-- start --

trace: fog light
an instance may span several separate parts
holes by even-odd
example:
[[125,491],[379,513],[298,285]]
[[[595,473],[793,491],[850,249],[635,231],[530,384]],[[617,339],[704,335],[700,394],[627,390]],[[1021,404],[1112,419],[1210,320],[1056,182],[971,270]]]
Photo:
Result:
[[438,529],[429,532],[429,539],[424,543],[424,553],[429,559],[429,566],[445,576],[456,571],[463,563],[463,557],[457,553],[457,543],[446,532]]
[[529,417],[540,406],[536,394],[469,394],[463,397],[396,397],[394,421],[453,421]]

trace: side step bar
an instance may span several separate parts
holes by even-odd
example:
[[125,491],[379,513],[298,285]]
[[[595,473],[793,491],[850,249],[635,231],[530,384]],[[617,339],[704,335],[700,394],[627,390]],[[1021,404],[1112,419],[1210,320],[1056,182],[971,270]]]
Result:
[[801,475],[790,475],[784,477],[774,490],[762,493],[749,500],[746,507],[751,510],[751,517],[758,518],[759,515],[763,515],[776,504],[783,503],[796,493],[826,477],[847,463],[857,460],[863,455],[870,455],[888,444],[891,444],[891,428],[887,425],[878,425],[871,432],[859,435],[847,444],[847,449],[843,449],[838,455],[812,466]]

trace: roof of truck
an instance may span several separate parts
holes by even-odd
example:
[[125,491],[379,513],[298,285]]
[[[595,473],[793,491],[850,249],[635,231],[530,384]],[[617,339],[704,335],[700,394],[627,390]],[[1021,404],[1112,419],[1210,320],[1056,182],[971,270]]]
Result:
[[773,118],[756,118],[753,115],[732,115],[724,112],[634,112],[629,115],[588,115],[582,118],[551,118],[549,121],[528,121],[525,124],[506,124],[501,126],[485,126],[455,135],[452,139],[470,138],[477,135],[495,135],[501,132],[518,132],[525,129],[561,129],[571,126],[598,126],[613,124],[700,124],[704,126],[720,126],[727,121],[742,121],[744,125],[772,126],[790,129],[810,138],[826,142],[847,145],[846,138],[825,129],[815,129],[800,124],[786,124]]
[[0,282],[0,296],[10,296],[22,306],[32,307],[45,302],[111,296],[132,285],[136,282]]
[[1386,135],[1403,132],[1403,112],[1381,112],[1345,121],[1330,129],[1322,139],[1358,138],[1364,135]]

-- end --

What this task involves
Recast every line of the items above as a numbered list, omitting the blank lines.

Reply to the exercise
1. trace: fog light
2. an instance may span several separate parts
3. holes by even-odd
4. example:
5. [[125,491],[379,513],[298,285]]
6. [[[595,473],[793,491],[850,249],[635,231],[530,384]],[[617,339],[704,335],[700,394],[627,390]],[[1021,404],[1112,419],[1210,320],[1056,182],[971,270]]]
7. Photo:
8. Result:
9. [[438,529],[429,532],[429,539],[424,543],[424,553],[429,559],[429,566],[445,576],[456,571],[463,563],[463,557],[457,553],[457,543],[446,532]]
10. [[529,417],[540,406],[536,394],[469,394],[463,397],[396,397],[394,421],[453,421]]
11. trace: side step bar
12. an instance may span several separate parts
13. holes by even-odd
14. example:
15. [[125,491],[379,513],[298,285]]
16. [[[595,473],[793,491],[850,249],[635,231],[530,384]],[[617,339],[704,335],[700,394],[627,390]],[[1021,404],[1112,419],[1210,320],[1056,182],[971,270]]]
17. Result:
18. [[801,475],[790,475],[784,477],[774,490],[762,493],[749,500],[746,507],[751,510],[751,517],[758,518],[759,515],[763,515],[776,504],[783,503],[796,493],[826,477],[847,463],[857,460],[863,455],[870,455],[888,444],[891,444],[891,428],[887,425],[878,425],[871,432],[859,435],[847,444],[847,449],[843,449],[838,455],[812,466]]
19. trace: roof of truck
20. an instance may span several separate parts
21. holes by even-odd
22. example:
23. [[125,491],[379,513],[298,285]]
24. [[[595,473],[793,491],[850,249],[635,231],[530,384]],[[617,339],[704,335],[700,394],[627,390]],[[1021,404],[1112,419],[1210,320],[1056,182],[971,270]]]
25. Result:
26. [[773,118],[756,118],[753,115],[732,115],[724,112],[634,112],[629,115],[588,115],[582,118],[551,118],[549,121],[528,121],[525,124],[506,124],[501,126],[485,126],[455,135],[452,139],[470,138],[477,135],[495,135],[501,132],[518,132],[525,129],[561,129],[571,126],[598,126],[613,124],[700,124],[704,126],[720,126],[727,121],[742,121],[744,125],[772,126],[790,129],[810,138],[826,142],[847,145],[846,138],[825,129],[815,129],[800,124],[786,124]]
27. [[0,282],[0,296],[10,296],[22,306],[32,307],[45,302],[111,296],[132,285],[136,282]]
28. [[1386,135],[1403,132],[1403,112],[1381,112],[1345,121],[1330,129],[1322,139],[1358,138],[1364,135]]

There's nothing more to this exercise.